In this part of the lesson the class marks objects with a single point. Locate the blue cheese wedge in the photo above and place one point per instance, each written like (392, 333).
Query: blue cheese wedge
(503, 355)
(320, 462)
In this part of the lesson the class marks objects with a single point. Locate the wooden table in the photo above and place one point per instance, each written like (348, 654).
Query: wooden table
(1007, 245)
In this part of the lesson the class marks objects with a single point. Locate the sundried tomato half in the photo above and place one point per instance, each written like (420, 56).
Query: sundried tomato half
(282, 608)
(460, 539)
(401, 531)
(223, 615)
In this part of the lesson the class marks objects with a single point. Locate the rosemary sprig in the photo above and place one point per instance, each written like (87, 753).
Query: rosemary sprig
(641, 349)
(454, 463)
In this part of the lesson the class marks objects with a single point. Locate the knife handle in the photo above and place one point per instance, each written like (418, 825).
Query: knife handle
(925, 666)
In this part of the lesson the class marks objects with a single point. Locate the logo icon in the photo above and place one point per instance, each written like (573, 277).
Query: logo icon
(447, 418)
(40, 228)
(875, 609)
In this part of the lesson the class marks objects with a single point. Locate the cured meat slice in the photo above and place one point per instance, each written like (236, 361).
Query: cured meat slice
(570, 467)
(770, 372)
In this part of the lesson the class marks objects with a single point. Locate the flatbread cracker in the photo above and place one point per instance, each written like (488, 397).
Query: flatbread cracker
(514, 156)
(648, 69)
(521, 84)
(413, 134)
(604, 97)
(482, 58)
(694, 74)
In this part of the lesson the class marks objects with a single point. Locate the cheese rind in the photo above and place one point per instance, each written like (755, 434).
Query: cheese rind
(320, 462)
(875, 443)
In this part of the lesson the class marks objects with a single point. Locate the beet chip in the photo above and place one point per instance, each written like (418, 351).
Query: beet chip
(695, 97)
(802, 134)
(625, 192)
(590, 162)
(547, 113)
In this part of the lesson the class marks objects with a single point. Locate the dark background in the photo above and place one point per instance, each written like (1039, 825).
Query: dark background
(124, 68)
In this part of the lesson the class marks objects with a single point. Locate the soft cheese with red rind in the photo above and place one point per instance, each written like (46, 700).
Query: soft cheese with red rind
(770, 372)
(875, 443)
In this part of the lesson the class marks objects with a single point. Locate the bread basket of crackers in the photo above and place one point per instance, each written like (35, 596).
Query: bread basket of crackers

# # # # # # #

▶ **What is needed**:
Starting with the line that contains "like (46, 700).", print each line through the last one in the listing. Include both end lines and add nothing.

▶ **Finished answer**:
In this part of the lesson the class marks objects with a single point. Locate the soft cheese with red rind in the photo above and place one point per instance, each written like (46, 700).
Query: soft cheese with red rind
(770, 372)
(875, 443)
In this part of the lesson the class marks objects with a single point. Locate the bread basket of crackers in the photo above and place one point per instance, each written like (35, 596).
Query: bread basket of crackers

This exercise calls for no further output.